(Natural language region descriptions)
════════════════

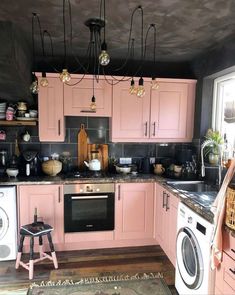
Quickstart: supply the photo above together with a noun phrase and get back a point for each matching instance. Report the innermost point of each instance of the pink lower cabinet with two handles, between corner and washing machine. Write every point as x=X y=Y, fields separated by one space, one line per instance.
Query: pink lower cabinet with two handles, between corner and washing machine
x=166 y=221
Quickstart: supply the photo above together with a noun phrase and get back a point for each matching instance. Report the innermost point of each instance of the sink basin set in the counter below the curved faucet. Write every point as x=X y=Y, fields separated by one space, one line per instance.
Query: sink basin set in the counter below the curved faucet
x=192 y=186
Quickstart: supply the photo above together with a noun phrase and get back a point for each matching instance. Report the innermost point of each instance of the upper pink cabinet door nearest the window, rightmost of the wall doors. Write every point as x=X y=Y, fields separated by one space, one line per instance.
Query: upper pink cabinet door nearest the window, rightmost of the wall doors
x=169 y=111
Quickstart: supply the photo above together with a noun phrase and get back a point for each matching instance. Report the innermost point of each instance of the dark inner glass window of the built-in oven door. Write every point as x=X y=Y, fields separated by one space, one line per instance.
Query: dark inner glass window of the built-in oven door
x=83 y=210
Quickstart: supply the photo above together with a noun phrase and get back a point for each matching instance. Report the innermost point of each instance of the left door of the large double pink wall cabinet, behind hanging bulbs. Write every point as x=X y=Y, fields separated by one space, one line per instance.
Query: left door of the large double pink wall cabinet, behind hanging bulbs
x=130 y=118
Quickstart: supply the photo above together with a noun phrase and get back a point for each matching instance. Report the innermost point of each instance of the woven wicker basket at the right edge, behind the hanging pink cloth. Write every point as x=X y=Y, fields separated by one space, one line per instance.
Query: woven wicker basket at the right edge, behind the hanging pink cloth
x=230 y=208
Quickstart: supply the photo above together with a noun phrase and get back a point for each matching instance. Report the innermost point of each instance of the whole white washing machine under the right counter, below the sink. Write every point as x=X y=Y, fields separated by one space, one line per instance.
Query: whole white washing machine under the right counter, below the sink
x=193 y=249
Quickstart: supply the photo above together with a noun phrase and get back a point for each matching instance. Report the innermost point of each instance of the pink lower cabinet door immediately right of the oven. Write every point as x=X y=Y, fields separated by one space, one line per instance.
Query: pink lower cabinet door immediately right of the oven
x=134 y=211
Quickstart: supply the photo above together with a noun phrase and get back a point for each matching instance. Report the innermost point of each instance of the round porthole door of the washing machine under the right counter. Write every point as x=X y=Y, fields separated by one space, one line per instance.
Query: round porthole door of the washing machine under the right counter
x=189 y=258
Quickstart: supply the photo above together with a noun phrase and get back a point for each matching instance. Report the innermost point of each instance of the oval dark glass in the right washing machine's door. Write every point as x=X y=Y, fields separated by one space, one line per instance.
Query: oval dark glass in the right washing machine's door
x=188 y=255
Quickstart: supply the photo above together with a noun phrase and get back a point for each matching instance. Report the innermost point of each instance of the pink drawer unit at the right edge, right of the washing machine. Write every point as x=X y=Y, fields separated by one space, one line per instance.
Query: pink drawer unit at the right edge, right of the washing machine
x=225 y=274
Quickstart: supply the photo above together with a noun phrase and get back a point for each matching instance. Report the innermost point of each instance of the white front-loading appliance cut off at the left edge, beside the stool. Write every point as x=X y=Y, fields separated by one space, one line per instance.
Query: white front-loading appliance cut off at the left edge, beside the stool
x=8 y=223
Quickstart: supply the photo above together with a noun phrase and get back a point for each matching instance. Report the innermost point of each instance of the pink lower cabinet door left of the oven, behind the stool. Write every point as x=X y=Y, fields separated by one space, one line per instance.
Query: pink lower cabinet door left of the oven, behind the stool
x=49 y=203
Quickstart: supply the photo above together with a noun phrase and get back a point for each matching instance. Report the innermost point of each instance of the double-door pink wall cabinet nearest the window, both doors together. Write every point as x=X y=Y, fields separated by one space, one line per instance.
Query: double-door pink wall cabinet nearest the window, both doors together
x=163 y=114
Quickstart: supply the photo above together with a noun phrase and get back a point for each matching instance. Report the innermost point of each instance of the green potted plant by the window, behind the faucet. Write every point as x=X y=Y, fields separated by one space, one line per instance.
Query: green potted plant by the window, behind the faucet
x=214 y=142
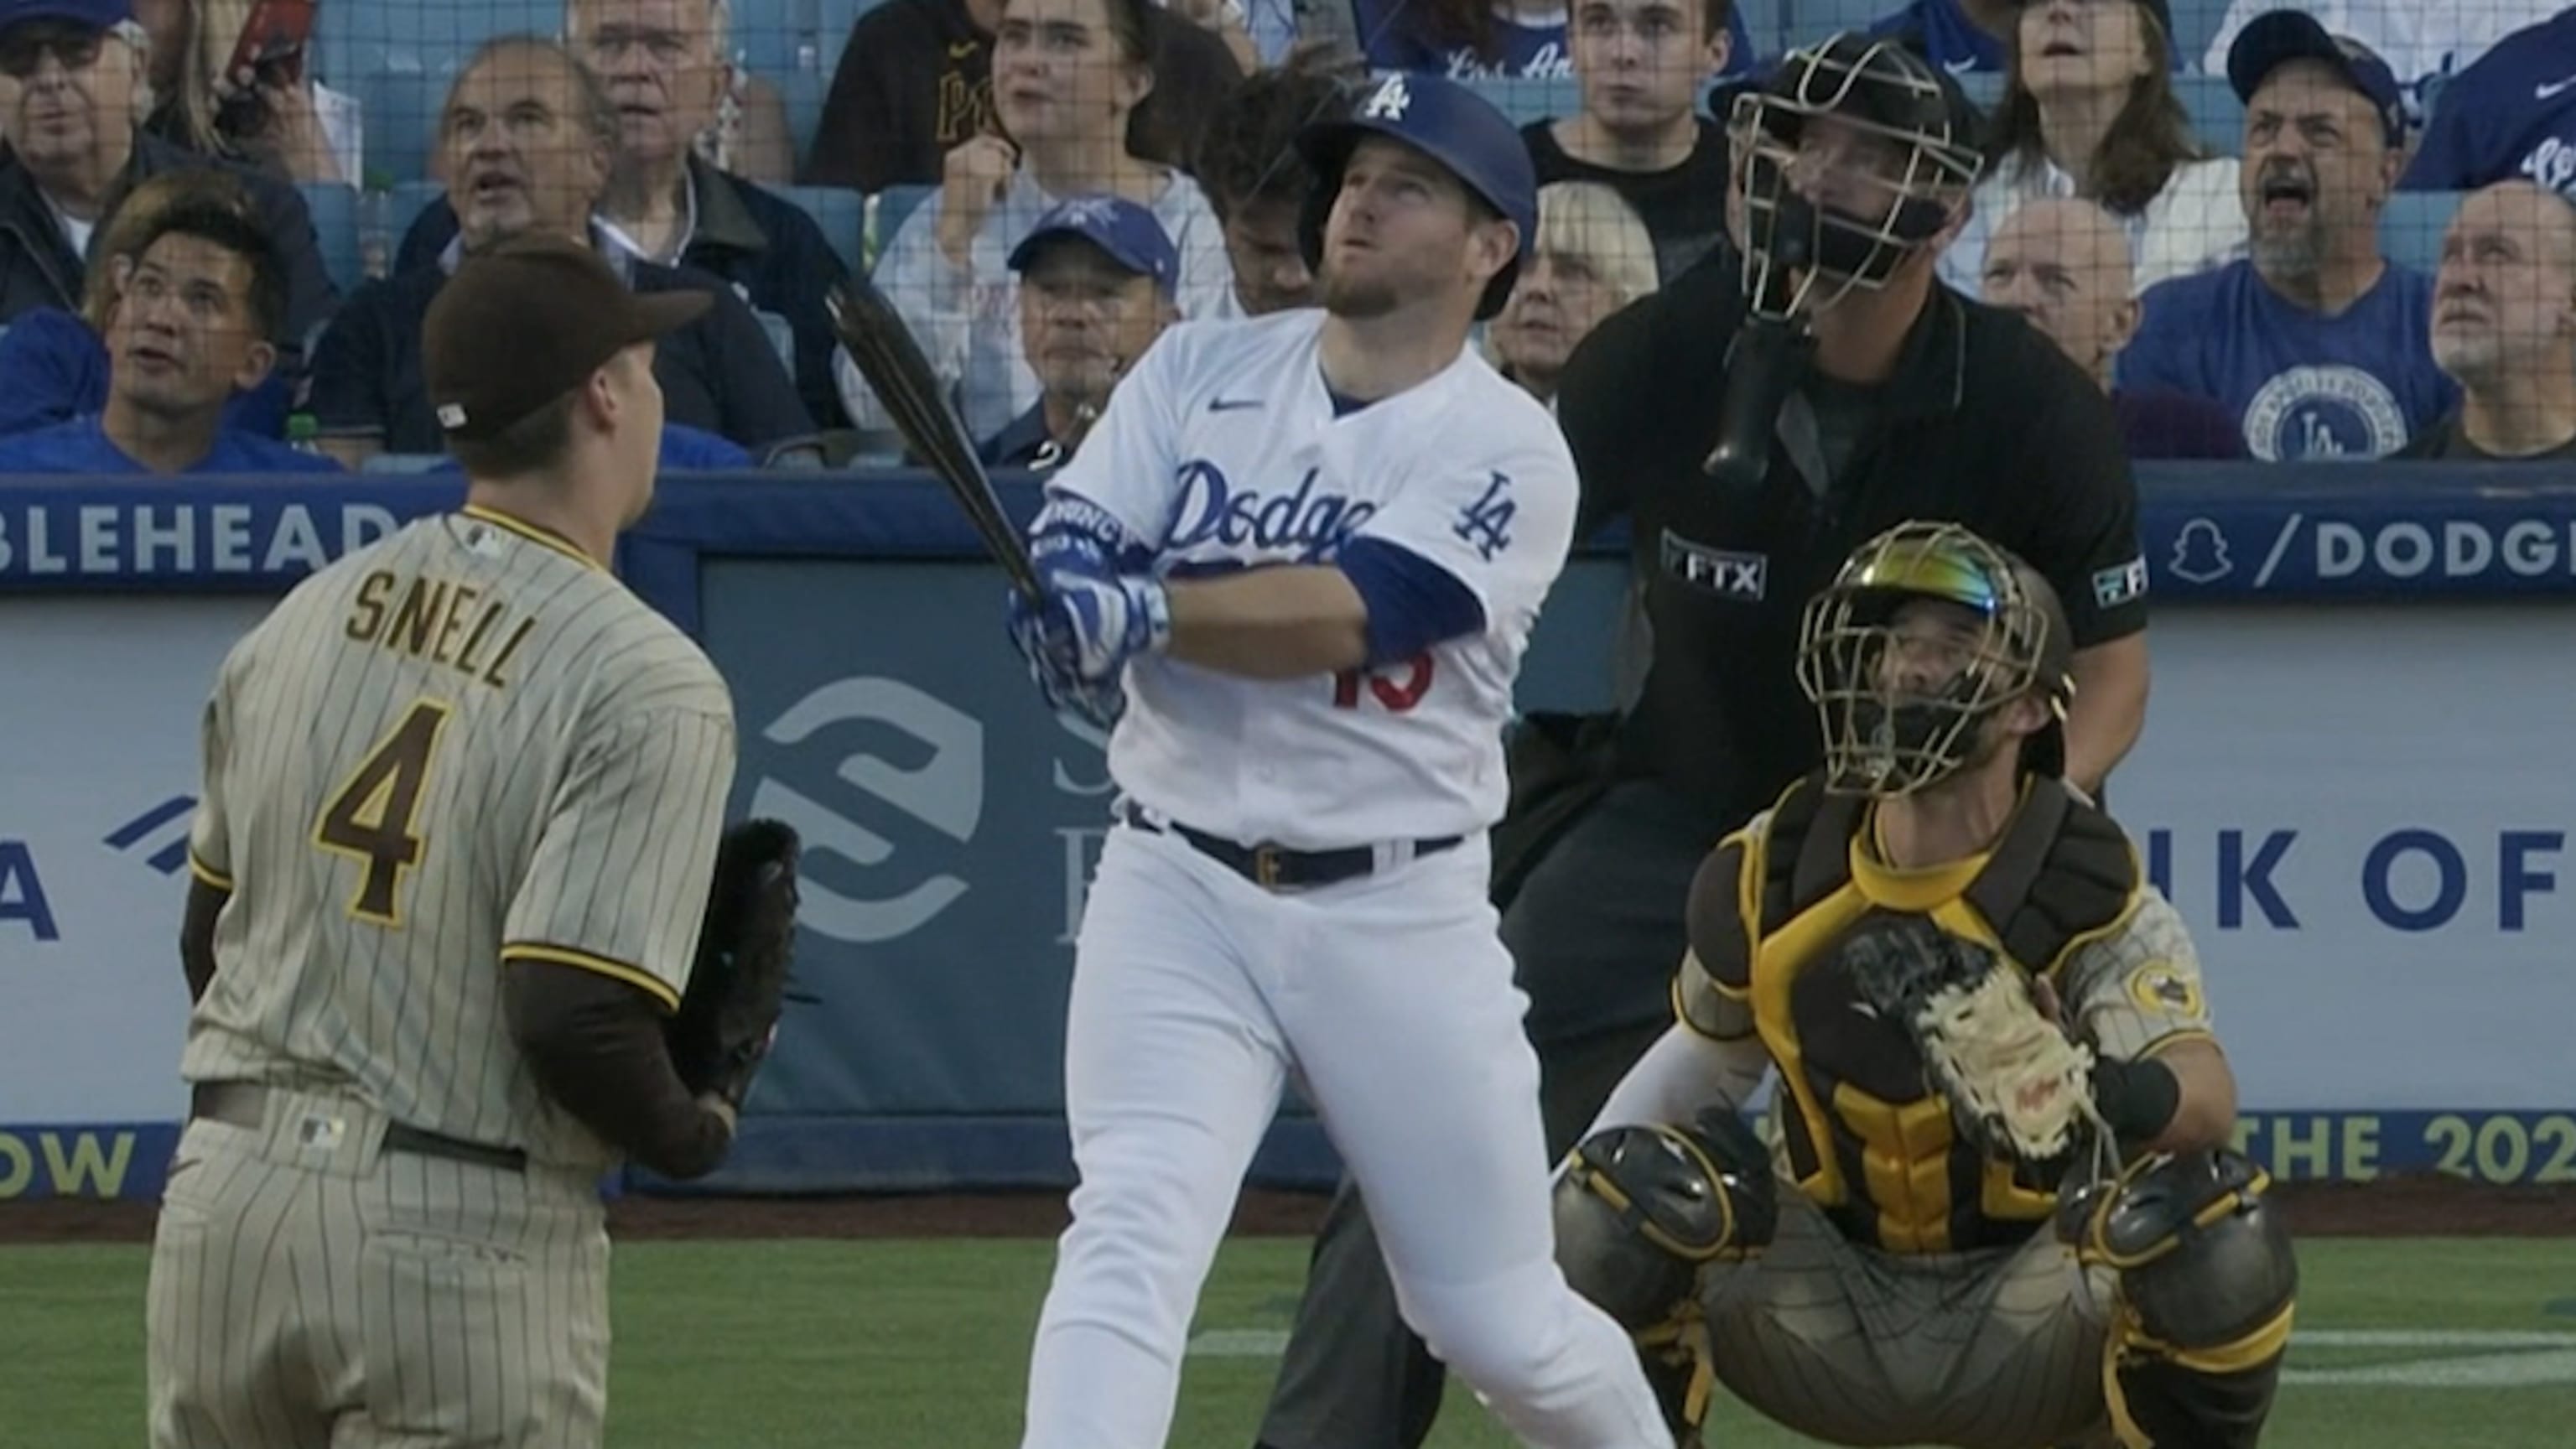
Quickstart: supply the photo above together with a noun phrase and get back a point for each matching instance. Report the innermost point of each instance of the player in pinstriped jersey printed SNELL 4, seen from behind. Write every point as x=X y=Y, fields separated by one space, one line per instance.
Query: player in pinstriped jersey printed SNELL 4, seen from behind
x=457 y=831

════════════════

> [WORK TASK] Your reply must reproduce all of the entries exactly and contain no pictures.

> [ANSWER BELOW]
Quickstart: supply the photo above together with a noun phrase and get back a point for each matching instance. Report the innermost point of each instance of the pink lower cabinet with two handles, between corner and washing machine. Write every point as x=X y=Y, fields separated by one space, one line per instance.
Query: pink lower cabinet with two handles, between corner and washing machine
x=166 y=221
Quickstart: supply the photo above together with a noun phrase and get back a point for each matching instance. Report the innermost point of each instance of the sink basin set in the counter below the curved faucet. Write every point as x=X y=Y, fields separated by one space, one line per instance.
Query: sink basin set in the counter below the curved faucet
x=192 y=186
Quickstart: supply the photo above together with a noun phrase and get back a point for each matching instance. Report the innermost point of each instance of the upper pink cabinet door nearest the window, rightmost of the wall doors. Write every point as x=X y=Y, fields separated by one space, one line per instance.
Query: upper pink cabinet door nearest the window, rightmost of the wall doors
x=169 y=111
Quickstart: supply the photo above together with a noun phrase and get back a point for each matching instance. Report the innermost point of each instance of the dark inner glass window of the built-in oven door. Write every point as x=X y=Y, fields separated by one space, one line per instance.
Query: dark inner glass window of the built-in oven door
x=83 y=210
Quickstart: supply the photo above together with a noun phrase and get back a point for each matching instance. Report the innermost point of each instance of the left door of the large double pink wall cabinet, behind hanging bulbs. Write every point as x=X y=Y, fields separated by one space, one line per instance.
Query: left door of the large double pink wall cabinet, behind hanging bulbs
x=130 y=118
Quickstart: supply the photo above together with a noun phrase and get back a point for each matching instance. Report the innermost point of each instance of the woven wicker basket at the right edge, behind the hanging pink cloth. Write every point as x=X y=Y, fields separated by one space, one line per instance.
Query: woven wicker basket at the right edge, behind the hanging pink cloth
x=230 y=208
Quickstart: supply the photo above together with a noun phrase and get back a point for each matching instance. Report the innermost point of each instance of the whole white washing machine under the right counter, below the sink. Write every point as x=X y=Y, fields separated by one space, one line per instance.
Query: whole white washing machine under the right counter, below the sink
x=193 y=249
Quickstart: supply the photo above together with a noun phrase and get back a point for each matching instance. Report the innermost point of each instance of the pink lower cabinet door immediately right of the oven. Write every point as x=X y=Y, fields separated by one space, one line per instance.
Query: pink lower cabinet door immediately right of the oven
x=134 y=211
Quickstart: supply the photo above together with a noun phrase and get back a point for each matching instance. Report the innermost point of each instance of the round porthole door of the washing machine under the right counter. Write every point as x=X y=Y, fields separated by one space, one line per instance.
Query: round porthole door of the washing machine under the right counter
x=189 y=258
Quickstart: supply the photo above together with a noun phrase and get back a point for each matching instance. Report the innermost point of each instance of the oval dark glass in the right washing machine's door. Write every point as x=X y=Y, fields separated by one space, one line per instance.
Query: oval dark glass in the right washing machine's door
x=188 y=255
Quickstart: supply the photo above together with a noun phrase and get back a point for each matching instance. Report the innermost point of each instance of the pink drawer unit at the right edge, right of the washing machine. Write every point as x=X y=Y, fields separated by one space, one line per instance.
Query: pink drawer unit at the right edge, right of the washing machine
x=225 y=274
Quickstart: supply the photo above together with a noun phrase and get back a point for each matching instance. Report the innermost point of each instance of the white front-loading appliance cut off at the left edge, beside the stool. Write every point as x=X y=Y, fields separated by one space, one line per instance.
Query: white front-loading appliance cut off at the left edge, beside the stool
x=8 y=223
Quickstart: supply the photo above together with a noun phrase and get back a point for each matching instance. Report the innermost point of each instance of the pink lower cabinet door left of the oven, behind the stool. Write every point as x=X y=Y, fields separated by one space, one line per instance.
Query: pink lower cabinet door left of the oven, behind the stool
x=49 y=203
Quickstart: supply the photo above together with a noun phrase and get back a point for each matching instance. Report the innermost point of each instance of the double-door pink wall cabinet nearest the window, both doors together. Write every point as x=X y=Y, fields separated by one space, one line per instance.
Query: double-door pink wall cabinet nearest the window, both doors together
x=163 y=114
Quickstart: supply the photo above together with a noun phrase and get back a point for each matching instance. Report the innermost point of each instance of the green potted plant by the window, behind the faucet. Write every point as x=X y=Y, fields separated by one space, one line per instance.
Query: green potted plant by the window, behind the faucet
x=214 y=142
Quickstart: supply the photo above together with a noun phrase and get back a point for each matching instance. Report the innermost point of each instance of the player in pinstriped jersey printed SNELL 4, seen from behind. Write every point as x=X y=Y, fields separated by one space, one line per instance.
Query: player in pinstriped jersey printed SNELL 4, seen from behind
x=457 y=831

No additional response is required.